------ Data records
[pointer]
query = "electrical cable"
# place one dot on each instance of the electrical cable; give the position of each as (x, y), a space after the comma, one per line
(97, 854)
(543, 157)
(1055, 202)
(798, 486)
------------
What is expected – For each entry above, please make an exact copy.

Expected output –
[pointer]
query = "electrical cable"
# place one dot on each instance of the electrical cable; give the position of each as (x, y), a space after the comma, one per line
(97, 854)
(543, 157)
(1055, 202)
(798, 486)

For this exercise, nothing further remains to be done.